Stated task: Count the lines in the entries below that contain the word "ground", treating uppercase and lowercase letters as distinct. Reply with the number alone.

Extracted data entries
━━━━━━━━
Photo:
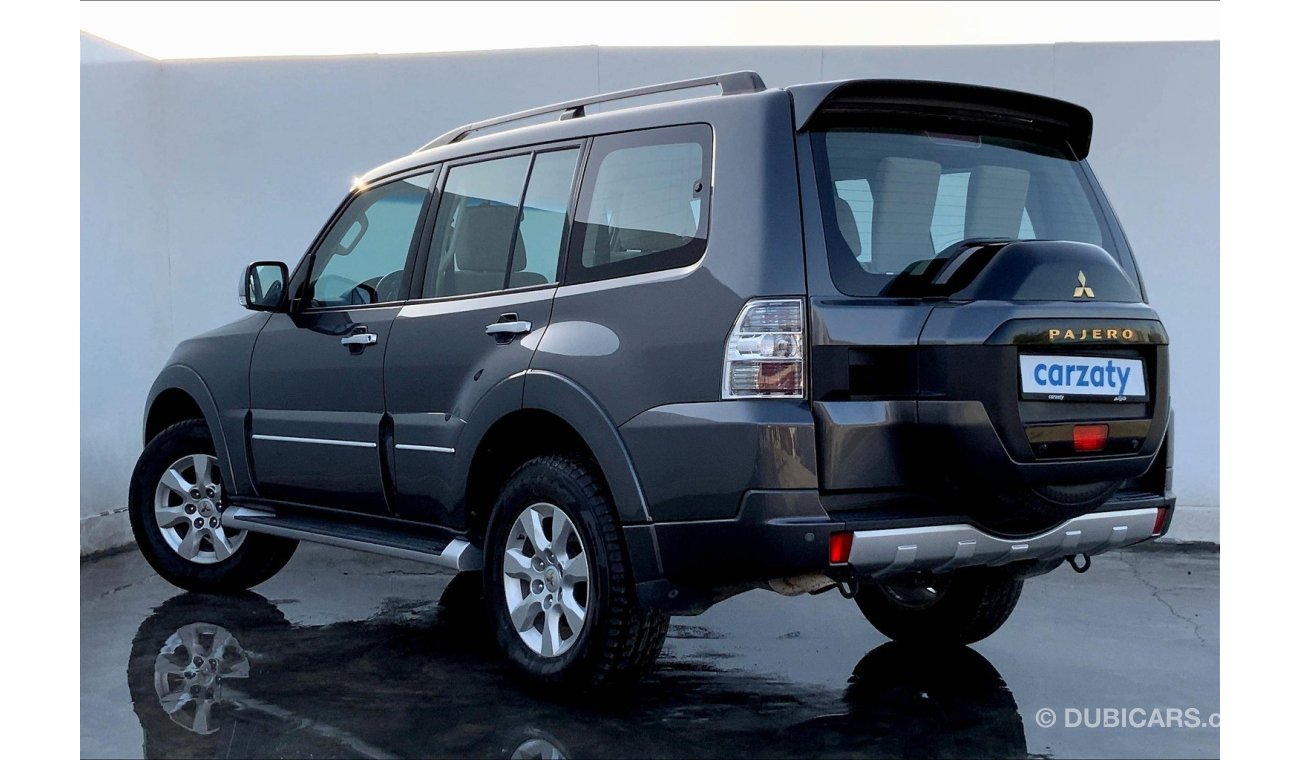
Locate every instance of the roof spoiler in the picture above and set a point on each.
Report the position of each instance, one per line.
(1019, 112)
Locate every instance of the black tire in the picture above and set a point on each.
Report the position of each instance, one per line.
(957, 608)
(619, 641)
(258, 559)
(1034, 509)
━━━━━━━━
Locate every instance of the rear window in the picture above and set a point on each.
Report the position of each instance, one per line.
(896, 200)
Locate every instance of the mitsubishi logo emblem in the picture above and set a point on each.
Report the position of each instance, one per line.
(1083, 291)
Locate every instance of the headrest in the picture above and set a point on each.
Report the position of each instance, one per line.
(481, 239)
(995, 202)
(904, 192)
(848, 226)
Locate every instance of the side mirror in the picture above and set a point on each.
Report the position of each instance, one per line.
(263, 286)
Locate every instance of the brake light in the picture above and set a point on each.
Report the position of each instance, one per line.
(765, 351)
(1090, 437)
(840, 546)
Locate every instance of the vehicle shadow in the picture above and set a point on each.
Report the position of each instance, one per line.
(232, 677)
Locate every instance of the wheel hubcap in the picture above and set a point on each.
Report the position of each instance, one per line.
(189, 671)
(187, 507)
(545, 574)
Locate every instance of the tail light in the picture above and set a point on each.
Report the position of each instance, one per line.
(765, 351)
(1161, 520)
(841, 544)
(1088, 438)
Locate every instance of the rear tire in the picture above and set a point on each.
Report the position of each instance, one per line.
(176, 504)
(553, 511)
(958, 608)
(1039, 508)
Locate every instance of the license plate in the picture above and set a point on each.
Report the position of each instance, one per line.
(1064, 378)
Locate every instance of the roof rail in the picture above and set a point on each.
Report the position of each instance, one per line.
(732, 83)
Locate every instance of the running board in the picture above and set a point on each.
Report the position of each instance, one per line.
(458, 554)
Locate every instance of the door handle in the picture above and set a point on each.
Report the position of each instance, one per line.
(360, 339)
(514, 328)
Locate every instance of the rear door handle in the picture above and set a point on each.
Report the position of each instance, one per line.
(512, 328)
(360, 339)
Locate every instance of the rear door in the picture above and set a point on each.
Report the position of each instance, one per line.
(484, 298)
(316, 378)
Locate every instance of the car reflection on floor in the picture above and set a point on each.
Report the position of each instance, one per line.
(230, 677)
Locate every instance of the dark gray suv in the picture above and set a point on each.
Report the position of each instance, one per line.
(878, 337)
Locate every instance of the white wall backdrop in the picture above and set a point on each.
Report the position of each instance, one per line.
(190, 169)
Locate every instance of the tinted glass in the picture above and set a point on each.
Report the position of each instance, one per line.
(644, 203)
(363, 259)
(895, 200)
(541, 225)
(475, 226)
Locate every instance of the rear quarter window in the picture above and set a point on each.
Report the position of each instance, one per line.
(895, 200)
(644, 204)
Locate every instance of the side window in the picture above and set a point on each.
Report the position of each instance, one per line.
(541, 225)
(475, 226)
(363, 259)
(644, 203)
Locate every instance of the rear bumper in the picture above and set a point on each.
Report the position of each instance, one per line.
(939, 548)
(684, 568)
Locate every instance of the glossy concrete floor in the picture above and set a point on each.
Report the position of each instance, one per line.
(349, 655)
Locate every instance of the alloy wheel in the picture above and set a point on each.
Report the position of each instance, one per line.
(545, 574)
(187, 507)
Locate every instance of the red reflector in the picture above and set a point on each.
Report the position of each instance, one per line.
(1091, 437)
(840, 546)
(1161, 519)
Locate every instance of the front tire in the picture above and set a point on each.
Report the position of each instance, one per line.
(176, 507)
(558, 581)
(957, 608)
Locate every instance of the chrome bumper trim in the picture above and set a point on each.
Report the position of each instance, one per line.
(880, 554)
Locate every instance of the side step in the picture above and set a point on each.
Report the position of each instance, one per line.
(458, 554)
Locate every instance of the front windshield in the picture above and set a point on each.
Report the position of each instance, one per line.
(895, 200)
━━━━━━━━
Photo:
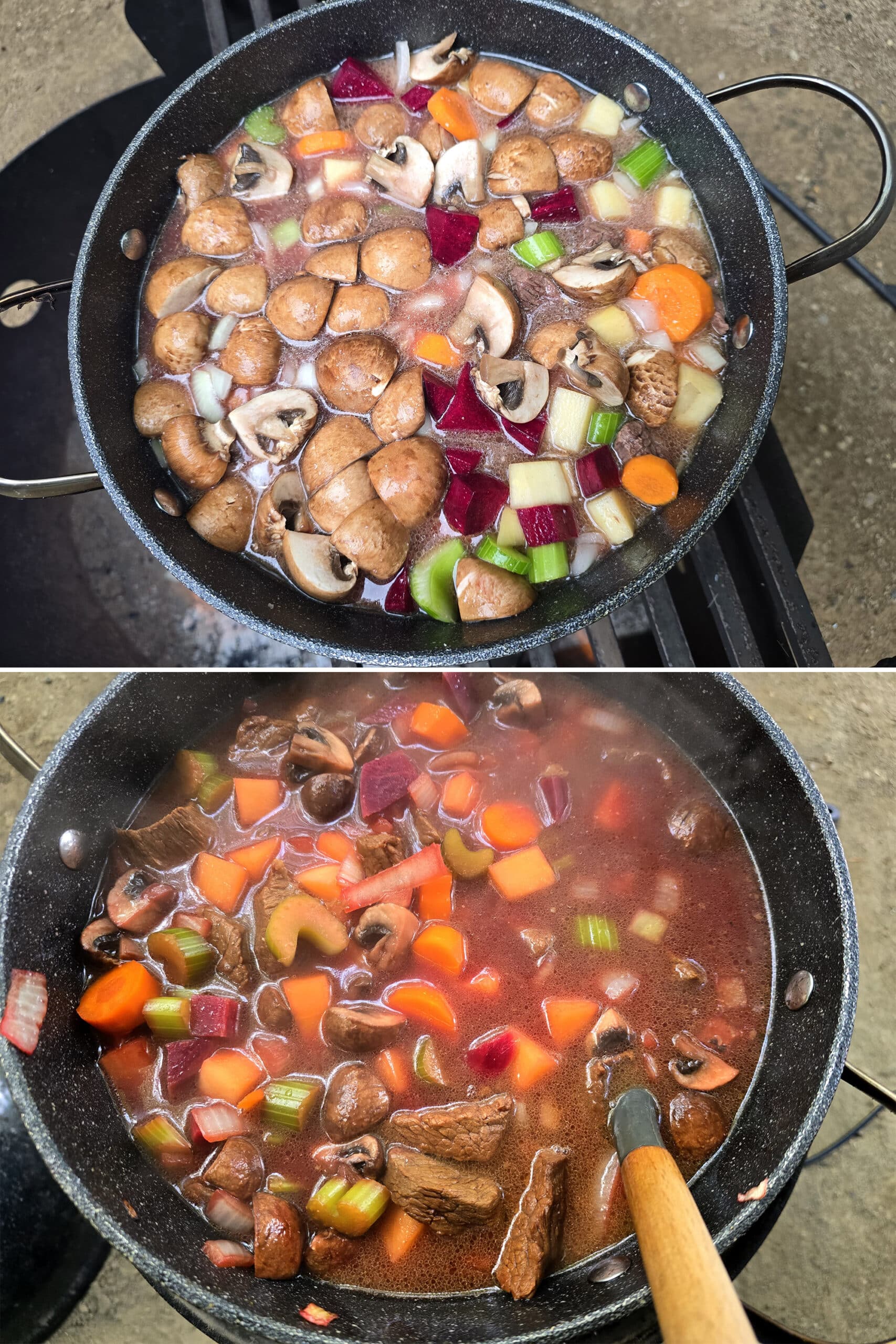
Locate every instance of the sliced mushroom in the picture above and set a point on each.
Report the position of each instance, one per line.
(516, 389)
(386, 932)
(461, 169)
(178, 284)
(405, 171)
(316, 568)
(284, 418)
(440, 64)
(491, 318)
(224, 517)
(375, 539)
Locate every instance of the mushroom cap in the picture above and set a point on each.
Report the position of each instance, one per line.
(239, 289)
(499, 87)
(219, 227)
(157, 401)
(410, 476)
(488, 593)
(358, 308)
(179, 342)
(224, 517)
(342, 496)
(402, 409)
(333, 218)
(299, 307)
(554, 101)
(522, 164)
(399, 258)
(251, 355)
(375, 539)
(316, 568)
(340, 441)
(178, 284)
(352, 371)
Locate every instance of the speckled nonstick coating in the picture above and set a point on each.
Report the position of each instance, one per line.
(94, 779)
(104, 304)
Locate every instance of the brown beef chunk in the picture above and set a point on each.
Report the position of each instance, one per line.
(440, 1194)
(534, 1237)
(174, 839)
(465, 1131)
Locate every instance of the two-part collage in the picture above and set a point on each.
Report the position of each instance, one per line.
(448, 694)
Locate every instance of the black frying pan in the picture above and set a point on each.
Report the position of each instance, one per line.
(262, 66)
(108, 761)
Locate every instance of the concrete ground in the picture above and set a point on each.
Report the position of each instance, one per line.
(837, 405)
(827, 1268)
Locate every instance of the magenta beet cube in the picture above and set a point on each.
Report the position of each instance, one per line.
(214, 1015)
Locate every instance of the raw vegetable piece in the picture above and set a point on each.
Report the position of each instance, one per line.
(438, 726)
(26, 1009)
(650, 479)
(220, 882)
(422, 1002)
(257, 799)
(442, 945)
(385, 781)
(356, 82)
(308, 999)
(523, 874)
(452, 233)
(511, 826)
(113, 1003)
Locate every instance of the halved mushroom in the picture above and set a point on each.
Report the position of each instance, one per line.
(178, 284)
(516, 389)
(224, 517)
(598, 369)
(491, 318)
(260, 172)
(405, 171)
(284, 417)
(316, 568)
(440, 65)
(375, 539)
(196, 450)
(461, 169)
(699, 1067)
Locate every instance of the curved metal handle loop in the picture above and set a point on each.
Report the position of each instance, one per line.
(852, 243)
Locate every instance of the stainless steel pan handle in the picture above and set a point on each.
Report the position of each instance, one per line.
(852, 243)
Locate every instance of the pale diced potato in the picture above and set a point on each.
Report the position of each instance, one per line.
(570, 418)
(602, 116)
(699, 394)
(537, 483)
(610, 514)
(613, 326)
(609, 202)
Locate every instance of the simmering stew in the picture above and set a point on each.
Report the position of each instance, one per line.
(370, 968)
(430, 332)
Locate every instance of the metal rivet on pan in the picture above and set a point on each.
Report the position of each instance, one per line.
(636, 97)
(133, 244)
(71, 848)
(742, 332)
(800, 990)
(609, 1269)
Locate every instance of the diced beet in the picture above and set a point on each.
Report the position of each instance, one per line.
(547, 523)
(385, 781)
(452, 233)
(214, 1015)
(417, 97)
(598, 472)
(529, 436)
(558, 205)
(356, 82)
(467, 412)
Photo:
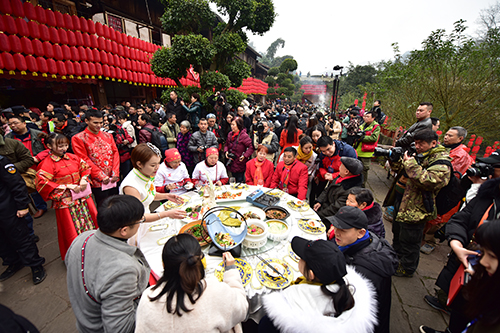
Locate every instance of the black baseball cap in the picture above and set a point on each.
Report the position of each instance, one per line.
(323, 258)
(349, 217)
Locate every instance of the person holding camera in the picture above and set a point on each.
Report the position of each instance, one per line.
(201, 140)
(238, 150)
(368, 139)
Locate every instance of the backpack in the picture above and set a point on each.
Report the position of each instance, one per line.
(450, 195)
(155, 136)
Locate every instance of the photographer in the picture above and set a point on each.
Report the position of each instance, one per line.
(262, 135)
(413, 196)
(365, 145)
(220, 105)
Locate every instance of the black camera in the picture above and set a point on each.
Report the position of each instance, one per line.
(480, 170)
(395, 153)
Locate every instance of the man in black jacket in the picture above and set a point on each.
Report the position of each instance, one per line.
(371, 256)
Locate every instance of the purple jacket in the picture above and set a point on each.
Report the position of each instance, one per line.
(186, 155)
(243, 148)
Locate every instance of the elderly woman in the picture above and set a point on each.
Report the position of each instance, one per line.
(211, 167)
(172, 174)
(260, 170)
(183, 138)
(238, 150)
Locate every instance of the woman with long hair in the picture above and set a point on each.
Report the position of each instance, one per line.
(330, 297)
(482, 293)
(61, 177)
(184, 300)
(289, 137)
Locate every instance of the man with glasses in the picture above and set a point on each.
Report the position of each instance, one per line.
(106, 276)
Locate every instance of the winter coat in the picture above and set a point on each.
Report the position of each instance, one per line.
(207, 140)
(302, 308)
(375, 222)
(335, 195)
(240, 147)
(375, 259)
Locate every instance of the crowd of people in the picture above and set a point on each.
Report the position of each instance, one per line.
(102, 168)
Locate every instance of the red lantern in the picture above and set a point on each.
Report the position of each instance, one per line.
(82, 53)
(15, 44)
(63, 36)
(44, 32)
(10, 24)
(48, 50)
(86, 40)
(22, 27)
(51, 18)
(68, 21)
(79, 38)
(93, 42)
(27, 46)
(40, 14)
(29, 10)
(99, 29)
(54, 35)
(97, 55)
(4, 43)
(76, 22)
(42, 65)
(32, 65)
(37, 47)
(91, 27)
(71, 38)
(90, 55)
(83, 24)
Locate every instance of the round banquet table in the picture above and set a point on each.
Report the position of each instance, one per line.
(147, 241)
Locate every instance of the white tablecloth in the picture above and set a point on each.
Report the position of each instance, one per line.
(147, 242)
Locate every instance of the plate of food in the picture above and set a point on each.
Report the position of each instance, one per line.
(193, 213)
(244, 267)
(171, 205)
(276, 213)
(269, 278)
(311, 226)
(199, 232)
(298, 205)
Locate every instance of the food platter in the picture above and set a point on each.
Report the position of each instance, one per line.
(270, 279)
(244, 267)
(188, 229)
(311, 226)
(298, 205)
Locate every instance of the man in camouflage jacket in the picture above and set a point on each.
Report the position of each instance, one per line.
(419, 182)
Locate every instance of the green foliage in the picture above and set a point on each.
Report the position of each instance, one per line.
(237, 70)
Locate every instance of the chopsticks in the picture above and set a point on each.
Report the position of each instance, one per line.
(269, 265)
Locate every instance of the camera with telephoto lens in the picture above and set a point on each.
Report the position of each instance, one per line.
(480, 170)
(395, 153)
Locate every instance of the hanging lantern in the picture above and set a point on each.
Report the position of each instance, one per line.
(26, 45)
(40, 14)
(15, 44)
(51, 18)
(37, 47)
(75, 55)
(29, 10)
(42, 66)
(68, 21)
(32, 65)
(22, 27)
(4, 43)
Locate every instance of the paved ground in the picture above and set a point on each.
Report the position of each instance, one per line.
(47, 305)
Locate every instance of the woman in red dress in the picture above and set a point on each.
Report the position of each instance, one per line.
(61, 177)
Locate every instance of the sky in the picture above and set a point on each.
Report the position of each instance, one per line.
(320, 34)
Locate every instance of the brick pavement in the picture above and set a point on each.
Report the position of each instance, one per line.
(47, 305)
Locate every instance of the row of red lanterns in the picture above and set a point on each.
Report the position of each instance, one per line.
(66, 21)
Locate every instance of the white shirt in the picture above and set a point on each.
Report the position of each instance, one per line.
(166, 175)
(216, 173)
━━━━━━━━
Answer to this task: 2